READING TEXT:

***

Thoughts on owning eBooks/eReaders
 
So I've been looking at Kindles and flip-flopping on whether to spend my store credit on that new Kindle Paperwhite. If I didn't have the store credit I woudn't even be thinking about it.

The main reason why I dislike ebooks and really haven't thought about a kindle is the terms and conditions you have to agree to. The way I interpret the fine print, Amazon (or the book publisher) can give you the finger and tell you to screw off while they delete your books without compensating you in any way. It's what you agree to when you purchase an ebook. If they tried that with my physical books, that would be theft, and I'd punch them in the face.

Of course, that's an extreme, and unlikely scenario, but the thought that it's possible (and has happened before) does not endear me to the kindle and ebooks in general.

And don't get me started on the pricing. There's no sane reason an ebook should cost more than a paperback.

I'm thinking I'll wait a couple more years to see what happens. Who knows, maybe ebooks will become DRM free like mp3s are leaning towards.

***

RECORD SET:
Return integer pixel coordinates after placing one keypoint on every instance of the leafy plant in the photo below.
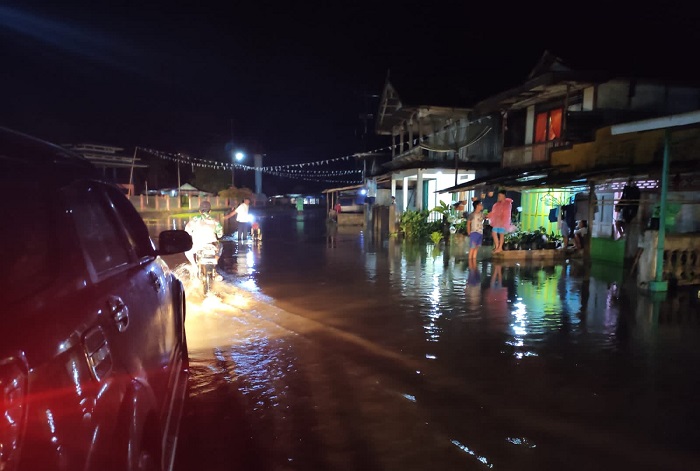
(414, 224)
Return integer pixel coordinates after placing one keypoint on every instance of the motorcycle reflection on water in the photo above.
(205, 272)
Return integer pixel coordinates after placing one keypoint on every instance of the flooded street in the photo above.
(324, 349)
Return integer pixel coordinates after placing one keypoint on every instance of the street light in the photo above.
(238, 156)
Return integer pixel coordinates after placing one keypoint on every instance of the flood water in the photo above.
(324, 349)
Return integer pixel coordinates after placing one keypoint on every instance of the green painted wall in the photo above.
(536, 205)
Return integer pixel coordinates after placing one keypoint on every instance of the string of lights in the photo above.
(196, 162)
(324, 176)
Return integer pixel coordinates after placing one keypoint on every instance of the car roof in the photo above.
(22, 152)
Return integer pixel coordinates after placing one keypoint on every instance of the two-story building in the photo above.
(557, 144)
(435, 144)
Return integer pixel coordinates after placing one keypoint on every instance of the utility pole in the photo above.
(131, 173)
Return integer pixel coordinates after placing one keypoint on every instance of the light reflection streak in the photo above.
(521, 441)
(50, 421)
(466, 449)
(76, 377)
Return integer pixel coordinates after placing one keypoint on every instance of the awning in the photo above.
(344, 188)
(476, 133)
(521, 178)
(508, 177)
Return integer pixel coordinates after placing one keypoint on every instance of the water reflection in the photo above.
(356, 352)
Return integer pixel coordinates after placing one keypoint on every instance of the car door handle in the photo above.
(119, 312)
(155, 280)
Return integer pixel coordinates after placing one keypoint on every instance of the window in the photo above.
(548, 125)
(100, 235)
(136, 229)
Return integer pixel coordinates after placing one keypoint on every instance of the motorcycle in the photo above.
(207, 258)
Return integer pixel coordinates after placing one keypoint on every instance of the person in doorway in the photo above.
(500, 219)
(231, 226)
(204, 230)
(627, 207)
(255, 232)
(567, 223)
(242, 218)
(475, 229)
(580, 233)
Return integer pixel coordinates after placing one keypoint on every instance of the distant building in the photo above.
(114, 164)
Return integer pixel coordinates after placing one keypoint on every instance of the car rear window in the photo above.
(30, 250)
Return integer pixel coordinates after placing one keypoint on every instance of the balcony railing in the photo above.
(533, 153)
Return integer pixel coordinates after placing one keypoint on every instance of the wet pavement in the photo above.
(324, 349)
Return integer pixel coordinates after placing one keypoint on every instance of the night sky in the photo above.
(289, 79)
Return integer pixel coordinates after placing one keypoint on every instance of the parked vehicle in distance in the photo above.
(93, 352)
(351, 204)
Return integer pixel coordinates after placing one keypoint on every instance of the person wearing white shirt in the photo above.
(242, 217)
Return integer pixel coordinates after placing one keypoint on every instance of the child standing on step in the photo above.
(475, 228)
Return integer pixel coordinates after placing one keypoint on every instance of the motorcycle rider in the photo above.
(203, 229)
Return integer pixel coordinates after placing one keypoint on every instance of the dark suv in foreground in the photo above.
(93, 355)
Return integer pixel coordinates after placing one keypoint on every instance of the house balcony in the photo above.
(530, 154)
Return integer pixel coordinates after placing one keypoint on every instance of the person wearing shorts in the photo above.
(500, 219)
(475, 228)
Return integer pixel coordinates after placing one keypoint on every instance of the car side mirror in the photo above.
(173, 241)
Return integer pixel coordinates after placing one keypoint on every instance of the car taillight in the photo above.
(13, 389)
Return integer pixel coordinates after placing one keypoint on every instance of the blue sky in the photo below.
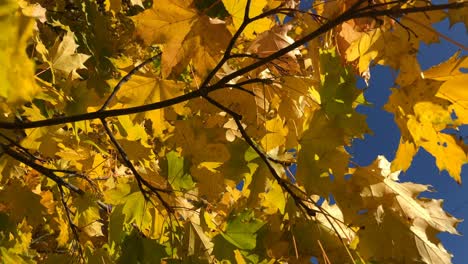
(423, 170)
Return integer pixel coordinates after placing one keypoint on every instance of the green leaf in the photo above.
(137, 249)
(177, 177)
(241, 230)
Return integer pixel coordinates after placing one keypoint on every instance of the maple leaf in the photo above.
(16, 69)
(395, 205)
(187, 36)
(64, 57)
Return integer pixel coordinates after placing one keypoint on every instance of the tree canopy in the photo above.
(208, 131)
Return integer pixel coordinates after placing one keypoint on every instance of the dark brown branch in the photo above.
(43, 170)
(347, 15)
(103, 114)
(72, 225)
(142, 183)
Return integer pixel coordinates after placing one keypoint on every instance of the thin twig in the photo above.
(126, 78)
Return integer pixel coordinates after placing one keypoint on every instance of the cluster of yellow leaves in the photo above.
(227, 205)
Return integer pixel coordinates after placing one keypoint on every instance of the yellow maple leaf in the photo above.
(185, 34)
(65, 59)
(16, 69)
(237, 10)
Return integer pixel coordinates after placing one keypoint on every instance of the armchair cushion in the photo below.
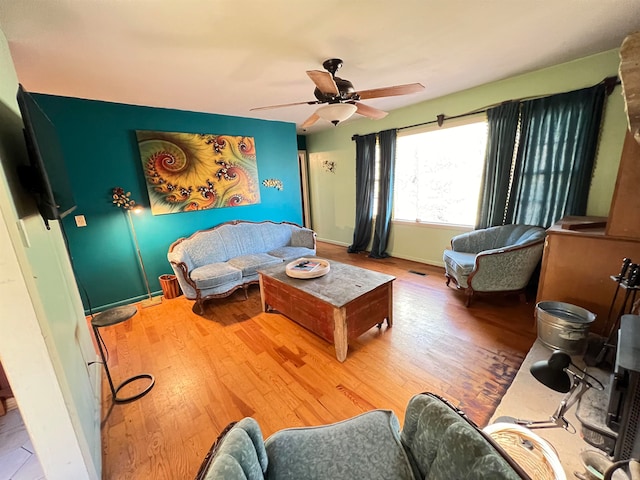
(461, 264)
(495, 259)
(441, 446)
(238, 454)
(437, 442)
(367, 446)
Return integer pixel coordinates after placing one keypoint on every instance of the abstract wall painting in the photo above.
(191, 171)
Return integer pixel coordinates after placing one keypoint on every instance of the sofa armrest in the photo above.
(237, 454)
(473, 242)
(443, 443)
(303, 237)
(505, 269)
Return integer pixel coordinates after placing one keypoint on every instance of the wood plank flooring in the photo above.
(237, 361)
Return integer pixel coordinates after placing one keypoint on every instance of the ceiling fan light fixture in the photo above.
(336, 112)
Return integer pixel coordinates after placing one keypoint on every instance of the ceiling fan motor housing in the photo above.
(345, 87)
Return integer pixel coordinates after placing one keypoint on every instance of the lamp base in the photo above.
(150, 302)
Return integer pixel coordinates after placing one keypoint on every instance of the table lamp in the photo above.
(557, 374)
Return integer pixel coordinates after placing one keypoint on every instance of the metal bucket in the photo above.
(562, 326)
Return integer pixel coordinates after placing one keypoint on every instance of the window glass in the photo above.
(438, 172)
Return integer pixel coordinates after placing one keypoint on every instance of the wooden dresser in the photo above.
(581, 253)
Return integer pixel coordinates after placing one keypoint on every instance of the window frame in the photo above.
(430, 127)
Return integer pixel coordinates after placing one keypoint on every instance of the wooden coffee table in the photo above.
(338, 307)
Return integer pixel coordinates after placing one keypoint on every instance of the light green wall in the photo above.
(333, 194)
(45, 345)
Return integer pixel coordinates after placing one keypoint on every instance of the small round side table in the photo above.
(108, 318)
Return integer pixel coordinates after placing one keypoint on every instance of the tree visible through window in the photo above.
(438, 172)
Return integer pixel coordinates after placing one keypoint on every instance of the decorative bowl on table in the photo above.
(308, 268)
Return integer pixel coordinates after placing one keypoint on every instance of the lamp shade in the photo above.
(551, 372)
(336, 112)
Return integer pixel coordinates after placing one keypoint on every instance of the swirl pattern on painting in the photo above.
(191, 171)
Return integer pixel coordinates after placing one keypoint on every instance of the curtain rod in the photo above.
(609, 82)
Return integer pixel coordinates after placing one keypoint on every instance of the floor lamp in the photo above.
(123, 200)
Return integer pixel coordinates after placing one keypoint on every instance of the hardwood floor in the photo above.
(237, 361)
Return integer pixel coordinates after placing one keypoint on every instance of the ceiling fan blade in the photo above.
(311, 102)
(391, 91)
(310, 121)
(324, 81)
(369, 112)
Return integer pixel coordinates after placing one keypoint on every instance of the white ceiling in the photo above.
(227, 56)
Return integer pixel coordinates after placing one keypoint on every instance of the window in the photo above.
(438, 172)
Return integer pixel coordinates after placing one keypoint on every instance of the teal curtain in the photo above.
(554, 163)
(365, 178)
(387, 141)
(501, 137)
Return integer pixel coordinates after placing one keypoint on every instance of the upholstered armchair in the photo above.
(437, 442)
(494, 260)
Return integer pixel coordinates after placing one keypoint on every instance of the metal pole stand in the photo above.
(107, 318)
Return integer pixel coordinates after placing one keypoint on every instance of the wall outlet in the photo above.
(80, 221)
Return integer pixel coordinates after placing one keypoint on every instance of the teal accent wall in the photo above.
(100, 149)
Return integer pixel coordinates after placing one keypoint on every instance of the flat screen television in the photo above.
(46, 175)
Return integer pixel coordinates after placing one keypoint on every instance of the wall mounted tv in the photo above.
(46, 176)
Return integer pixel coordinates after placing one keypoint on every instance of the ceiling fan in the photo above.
(341, 99)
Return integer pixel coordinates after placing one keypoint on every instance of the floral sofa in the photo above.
(213, 263)
(498, 259)
(437, 442)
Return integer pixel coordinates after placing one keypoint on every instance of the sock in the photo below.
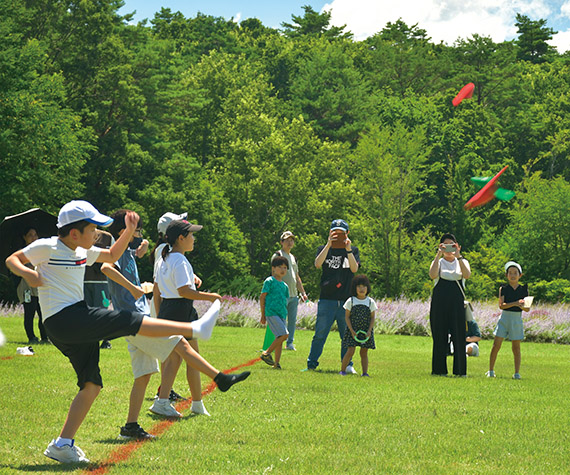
(203, 327)
(198, 408)
(226, 381)
(60, 442)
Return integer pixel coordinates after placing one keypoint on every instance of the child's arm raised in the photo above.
(116, 250)
(186, 292)
(17, 264)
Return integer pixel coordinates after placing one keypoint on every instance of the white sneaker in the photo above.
(198, 408)
(162, 407)
(65, 454)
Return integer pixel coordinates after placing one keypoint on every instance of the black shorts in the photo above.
(76, 331)
(179, 310)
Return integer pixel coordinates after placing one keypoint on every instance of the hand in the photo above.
(457, 251)
(214, 297)
(332, 236)
(33, 279)
(131, 221)
(141, 251)
(137, 292)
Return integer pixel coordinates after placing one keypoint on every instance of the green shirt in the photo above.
(276, 298)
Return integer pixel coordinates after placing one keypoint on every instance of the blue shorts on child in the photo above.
(510, 326)
(276, 325)
(77, 329)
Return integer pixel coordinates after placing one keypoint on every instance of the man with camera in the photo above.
(339, 260)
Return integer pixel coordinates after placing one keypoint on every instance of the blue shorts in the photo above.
(510, 326)
(276, 325)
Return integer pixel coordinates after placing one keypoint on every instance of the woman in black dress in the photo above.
(447, 313)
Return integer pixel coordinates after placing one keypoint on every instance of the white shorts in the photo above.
(146, 351)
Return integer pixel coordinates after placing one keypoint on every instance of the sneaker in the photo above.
(164, 408)
(65, 454)
(199, 409)
(266, 357)
(350, 370)
(106, 345)
(135, 431)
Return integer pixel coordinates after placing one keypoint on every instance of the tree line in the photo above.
(255, 130)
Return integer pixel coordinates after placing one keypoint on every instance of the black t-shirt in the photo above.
(511, 295)
(336, 276)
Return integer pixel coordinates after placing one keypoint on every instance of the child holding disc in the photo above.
(512, 303)
(273, 303)
(360, 311)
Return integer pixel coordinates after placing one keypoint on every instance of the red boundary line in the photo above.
(123, 453)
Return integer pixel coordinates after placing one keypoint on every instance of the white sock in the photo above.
(60, 442)
(198, 408)
(203, 327)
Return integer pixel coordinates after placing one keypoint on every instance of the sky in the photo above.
(444, 20)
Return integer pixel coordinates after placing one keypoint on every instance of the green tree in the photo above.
(532, 40)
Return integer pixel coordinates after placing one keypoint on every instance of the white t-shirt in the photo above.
(451, 270)
(172, 273)
(62, 270)
(356, 301)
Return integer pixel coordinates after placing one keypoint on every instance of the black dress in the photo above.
(447, 315)
(360, 316)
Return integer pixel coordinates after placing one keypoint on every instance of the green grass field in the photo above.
(401, 420)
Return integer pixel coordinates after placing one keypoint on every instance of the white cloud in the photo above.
(444, 20)
(565, 9)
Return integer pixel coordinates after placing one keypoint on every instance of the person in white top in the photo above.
(447, 313)
(175, 291)
(76, 329)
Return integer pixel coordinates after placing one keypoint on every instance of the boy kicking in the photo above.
(76, 329)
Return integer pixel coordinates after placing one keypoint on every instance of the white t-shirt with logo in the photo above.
(62, 270)
(172, 273)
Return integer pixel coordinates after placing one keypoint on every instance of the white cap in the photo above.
(79, 210)
(513, 264)
(166, 219)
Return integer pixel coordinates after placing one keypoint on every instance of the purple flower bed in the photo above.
(544, 323)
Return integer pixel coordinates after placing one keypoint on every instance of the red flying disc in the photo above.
(465, 93)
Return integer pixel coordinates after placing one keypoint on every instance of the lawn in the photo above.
(401, 420)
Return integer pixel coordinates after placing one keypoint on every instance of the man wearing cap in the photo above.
(339, 260)
(293, 281)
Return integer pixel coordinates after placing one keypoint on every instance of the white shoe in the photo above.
(198, 408)
(162, 407)
(65, 454)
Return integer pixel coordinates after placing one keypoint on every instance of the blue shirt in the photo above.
(121, 297)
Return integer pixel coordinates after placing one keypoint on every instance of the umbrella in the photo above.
(13, 227)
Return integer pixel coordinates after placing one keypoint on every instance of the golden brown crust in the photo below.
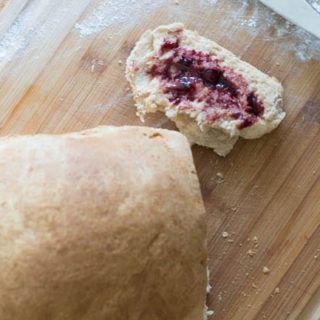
(103, 224)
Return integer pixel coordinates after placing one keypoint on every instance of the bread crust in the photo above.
(102, 224)
(149, 97)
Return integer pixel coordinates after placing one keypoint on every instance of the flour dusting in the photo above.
(256, 19)
(110, 12)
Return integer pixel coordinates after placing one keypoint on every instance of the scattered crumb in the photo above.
(266, 270)
(220, 175)
(210, 313)
(251, 253)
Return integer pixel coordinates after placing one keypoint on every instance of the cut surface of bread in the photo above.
(102, 224)
(211, 95)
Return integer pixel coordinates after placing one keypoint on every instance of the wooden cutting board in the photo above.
(266, 196)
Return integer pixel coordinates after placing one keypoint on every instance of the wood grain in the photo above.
(269, 198)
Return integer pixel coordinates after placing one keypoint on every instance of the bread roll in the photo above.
(102, 224)
(213, 97)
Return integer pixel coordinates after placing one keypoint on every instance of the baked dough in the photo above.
(102, 224)
(211, 95)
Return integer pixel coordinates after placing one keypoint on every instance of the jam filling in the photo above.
(194, 80)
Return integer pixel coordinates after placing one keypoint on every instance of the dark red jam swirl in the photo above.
(218, 91)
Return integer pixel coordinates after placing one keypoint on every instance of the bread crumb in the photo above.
(266, 270)
(155, 135)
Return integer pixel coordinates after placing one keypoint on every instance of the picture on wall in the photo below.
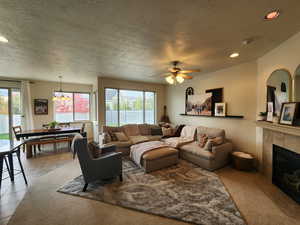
(220, 109)
(199, 104)
(288, 112)
(41, 106)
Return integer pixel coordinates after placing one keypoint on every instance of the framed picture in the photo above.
(288, 112)
(199, 105)
(41, 106)
(220, 109)
(217, 97)
(270, 111)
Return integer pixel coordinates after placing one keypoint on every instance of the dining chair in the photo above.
(17, 130)
(9, 153)
(82, 128)
(64, 125)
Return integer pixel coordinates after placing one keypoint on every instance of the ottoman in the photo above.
(159, 158)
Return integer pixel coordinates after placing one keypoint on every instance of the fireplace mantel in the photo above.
(284, 136)
(291, 130)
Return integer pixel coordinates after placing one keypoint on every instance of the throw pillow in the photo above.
(202, 138)
(113, 136)
(94, 150)
(217, 141)
(121, 136)
(138, 139)
(167, 131)
(156, 131)
(178, 130)
(213, 142)
(208, 146)
(107, 138)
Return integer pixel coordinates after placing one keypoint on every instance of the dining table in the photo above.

***

PROBLEM STATEMENT: Rewrite the stretch of the eBooks post from "Thoughts on owning" through "in the face.", substituting "gift card" for "store credit".

RESULT BELOW:
Thoughts on owning eBooks/eReaders
 
So I've been looking at Kindles and flip-flopping on whether to spend my gift card on that new Kindle Paperwhite. If I didn't have the gift card I woudn't even be thinking about it.

The main reason why I dislike ebooks and really haven't thought about a kindle is the terms and conditions you have to agree to. The way I interpret the fine print, Amazon (or the book publisher) can give you the finger and tell you to screw off while they delete your books without compensating you in any way. It's what you agree to when you purchase an ebook. If they tried that with my physical books, that would be theft, and I'd punch them in the face.